> [ACTIVITIES]:
a - List every other name that the spider angioma text gives for this kind of angioma.
b - According to the spider angioma text, what proportion of patients with cirrhosis have spider angiomas?

> [TEXT UNDER STUDY]:
══════
A spider angioma (also known as a nevus araneus, spider nevus, or vascular spider) is a type of angioma found slightly below the skin's surface, often containing a central red spot and reddish extensions which radiate outwards like a spider's web. They are common and benign, present in around 10-15% of healthy adults and young children.
Spider angiomas are commonly found on the face, neck, upper part of the trunk and arms. They may also be present on the backs of the hands and fingers in young children. Most, however, are a result of liver disease. They are due to failure of the sphincteric muscle surrounding a cutaneous arteriole. The central red dot is the dilated arteriole and the red "spider legs" are small veins carrying away the freely-flowing blood. If momentary pressure is applied, it is possible to see the emptied veins refilling from the centre. No other angiomas show this phenomenon.
Many pregnant women, or women using hormonal contraception, have spider angiomas, due to high estrogen levels in their blood. People who have significant hepatic disease also show many spider angiomas, as their liver cannot detoxify estrogen from the blood, resulting in high levels of estrogen. About 33% of patients with cirrhosis have spider angiomas. As such, microhemorrhages may be observed as spider angiomas.
Spider angiomas are asymptomatic and usually resolve spontaneously. This is common in the case of children, although they may take several years to disappear. If the spider angiomas are associated with pregnancy, they may resolve after childbirth. In women taking oral contraceptives, they may resolve after stopping these contraceptives. The spider angiomas associated with liver disease may resolve when liver function increases or when a liver transplant is performed.
For spider angiomas on the face, techniques such as electrodesiccation and laser treatment can be used to remove the lesion. There is a small risk of a scar, although the results are generally good. Spider angiomas can recur after treatment.
If the centre of the angioma is pricked with a hypodermic needle, opening the dilated arteriole, blood will flow freely for some time unless pressure is applied; the arteriole will then shrink or coagulate and the angioma will disappear. This treatment is minimally painful and leaves no scar.
══════
> [Stored data entries]:
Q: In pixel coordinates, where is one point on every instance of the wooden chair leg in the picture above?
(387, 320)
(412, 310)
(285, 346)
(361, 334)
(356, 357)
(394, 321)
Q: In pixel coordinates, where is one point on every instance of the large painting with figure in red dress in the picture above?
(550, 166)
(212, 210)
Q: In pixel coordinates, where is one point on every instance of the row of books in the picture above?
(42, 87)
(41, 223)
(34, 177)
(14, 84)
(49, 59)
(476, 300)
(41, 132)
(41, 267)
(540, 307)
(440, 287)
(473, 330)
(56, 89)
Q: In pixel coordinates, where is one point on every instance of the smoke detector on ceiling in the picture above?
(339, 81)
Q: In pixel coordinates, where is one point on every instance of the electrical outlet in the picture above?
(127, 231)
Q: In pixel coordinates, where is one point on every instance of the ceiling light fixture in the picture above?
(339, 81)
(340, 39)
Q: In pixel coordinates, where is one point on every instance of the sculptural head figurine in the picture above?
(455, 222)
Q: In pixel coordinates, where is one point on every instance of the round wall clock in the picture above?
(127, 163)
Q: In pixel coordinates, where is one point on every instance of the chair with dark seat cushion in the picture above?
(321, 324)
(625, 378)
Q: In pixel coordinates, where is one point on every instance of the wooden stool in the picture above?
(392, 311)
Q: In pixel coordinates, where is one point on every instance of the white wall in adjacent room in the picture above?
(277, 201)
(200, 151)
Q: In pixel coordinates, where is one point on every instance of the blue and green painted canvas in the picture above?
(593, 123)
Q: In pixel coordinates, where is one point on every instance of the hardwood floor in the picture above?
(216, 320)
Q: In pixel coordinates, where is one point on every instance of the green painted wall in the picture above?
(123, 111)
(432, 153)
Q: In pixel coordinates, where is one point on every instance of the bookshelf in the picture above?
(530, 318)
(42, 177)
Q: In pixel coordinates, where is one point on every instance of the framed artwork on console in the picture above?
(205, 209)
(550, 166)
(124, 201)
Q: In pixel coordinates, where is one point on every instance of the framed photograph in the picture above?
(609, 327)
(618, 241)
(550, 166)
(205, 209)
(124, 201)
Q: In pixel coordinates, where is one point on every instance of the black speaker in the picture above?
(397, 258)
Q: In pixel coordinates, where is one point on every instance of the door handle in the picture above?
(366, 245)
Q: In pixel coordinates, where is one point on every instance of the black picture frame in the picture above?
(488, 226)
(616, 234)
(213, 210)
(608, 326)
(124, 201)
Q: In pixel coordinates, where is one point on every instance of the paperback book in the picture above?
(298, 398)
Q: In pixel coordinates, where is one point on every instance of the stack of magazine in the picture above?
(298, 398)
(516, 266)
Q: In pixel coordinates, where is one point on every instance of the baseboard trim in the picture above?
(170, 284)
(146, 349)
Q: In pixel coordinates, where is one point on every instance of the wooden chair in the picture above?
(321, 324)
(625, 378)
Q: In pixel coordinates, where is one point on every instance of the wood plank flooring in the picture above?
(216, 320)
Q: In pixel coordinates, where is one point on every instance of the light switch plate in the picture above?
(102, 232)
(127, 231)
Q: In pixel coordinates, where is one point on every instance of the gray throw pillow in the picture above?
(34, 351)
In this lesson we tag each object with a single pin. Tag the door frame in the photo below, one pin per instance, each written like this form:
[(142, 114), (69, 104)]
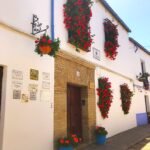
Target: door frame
[(3, 101), (147, 106), (68, 105)]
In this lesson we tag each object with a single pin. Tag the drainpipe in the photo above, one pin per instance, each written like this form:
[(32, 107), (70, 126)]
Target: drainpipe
[(52, 20)]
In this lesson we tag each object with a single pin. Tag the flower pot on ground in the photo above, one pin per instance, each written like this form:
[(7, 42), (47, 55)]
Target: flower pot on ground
[(68, 143), (66, 148), (101, 135)]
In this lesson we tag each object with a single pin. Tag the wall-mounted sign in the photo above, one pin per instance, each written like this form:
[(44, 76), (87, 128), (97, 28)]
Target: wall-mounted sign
[(34, 74), (17, 85), (46, 76), (17, 74), (96, 53), (33, 95), (24, 98), (45, 85), (45, 95), (33, 87), (16, 94)]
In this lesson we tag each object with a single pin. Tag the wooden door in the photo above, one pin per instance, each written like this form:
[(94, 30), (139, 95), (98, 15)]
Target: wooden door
[(74, 110), (147, 104), (1, 77)]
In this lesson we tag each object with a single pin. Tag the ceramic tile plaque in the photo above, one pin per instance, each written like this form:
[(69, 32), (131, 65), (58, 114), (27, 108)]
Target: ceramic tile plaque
[(17, 74), (34, 74)]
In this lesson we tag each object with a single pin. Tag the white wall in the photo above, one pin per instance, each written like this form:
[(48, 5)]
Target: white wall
[(19, 14), (97, 29), (27, 126), (126, 66), (116, 121)]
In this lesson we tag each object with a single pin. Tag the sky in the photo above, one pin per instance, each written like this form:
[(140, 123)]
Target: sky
[(136, 15)]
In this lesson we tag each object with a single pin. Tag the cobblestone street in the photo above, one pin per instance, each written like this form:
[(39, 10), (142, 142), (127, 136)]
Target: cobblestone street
[(142, 145), (134, 139)]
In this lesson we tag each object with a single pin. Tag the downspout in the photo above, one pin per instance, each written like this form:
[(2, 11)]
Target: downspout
[(52, 20)]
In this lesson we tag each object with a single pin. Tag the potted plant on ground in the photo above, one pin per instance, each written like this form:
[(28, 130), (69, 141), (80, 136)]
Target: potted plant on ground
[(68, 143), (100, 135)]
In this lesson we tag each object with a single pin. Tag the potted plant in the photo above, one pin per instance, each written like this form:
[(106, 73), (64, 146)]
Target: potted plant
[(68, 143), (100, 135), (44, 45)]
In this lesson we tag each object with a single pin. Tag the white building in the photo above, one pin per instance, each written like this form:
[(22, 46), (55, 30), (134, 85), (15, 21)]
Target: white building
[(34, 124)]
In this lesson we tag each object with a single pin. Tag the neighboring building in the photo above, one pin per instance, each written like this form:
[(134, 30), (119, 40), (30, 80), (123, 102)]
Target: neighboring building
[(64, 95)]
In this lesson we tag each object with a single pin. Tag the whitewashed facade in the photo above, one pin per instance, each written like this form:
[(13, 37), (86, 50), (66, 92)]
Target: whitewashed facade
[(30, 125)]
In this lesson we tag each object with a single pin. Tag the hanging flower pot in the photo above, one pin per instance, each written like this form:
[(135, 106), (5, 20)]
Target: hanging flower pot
[(111, 39), (104, 92), (77, 15), (45, 49), (126, 96), (45, 45)]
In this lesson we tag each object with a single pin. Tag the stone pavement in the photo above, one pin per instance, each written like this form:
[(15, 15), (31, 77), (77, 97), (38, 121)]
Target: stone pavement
[(142, 145), (125, 140)]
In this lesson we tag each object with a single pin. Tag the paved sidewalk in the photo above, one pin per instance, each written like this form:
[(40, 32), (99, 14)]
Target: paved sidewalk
[(123, 140)]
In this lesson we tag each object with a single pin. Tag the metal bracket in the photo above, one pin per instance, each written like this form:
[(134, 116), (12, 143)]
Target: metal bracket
[(36, 26)]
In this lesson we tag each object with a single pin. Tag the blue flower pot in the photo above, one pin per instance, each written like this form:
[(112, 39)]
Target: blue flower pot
[(66, 148), (100, 139)]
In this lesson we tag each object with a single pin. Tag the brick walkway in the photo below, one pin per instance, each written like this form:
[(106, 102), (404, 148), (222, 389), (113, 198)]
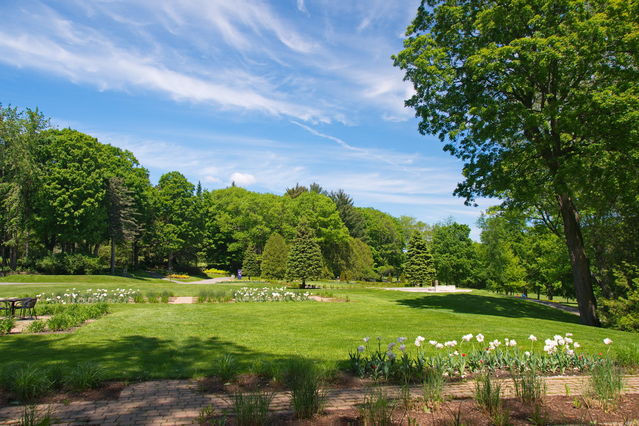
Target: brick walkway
[(178, 402)]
══════
> [OUTPUTS BY TASK]:
a -
nevus araneus
spider nevus
vascular spider

b - About 33%.